• **DIRECTIONS FOR THIS TASK**:
Exclude the pictures, then repeat the remaining data exactly.

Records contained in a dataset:
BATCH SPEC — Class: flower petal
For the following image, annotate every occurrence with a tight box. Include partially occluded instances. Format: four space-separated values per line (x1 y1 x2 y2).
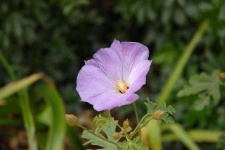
76 40 152 111
93 48 123 81
128 60 152 92
76 64 115 104
85 59 97 66
110 40 149 80
93 90 139 111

• **EXERCISE RESULT**:
BATCH SPEC — Class: flower petal
For the following image, annotate every occurrence with a tight box. Include partially occluded instances. Format: four space-separated values per line (x1 y1 x2 y2).
76 40 152 111
93 48 123 81
128 60 152 92
76 64 115 104
85 59 97 66
110 40 149 80
93 90 139 111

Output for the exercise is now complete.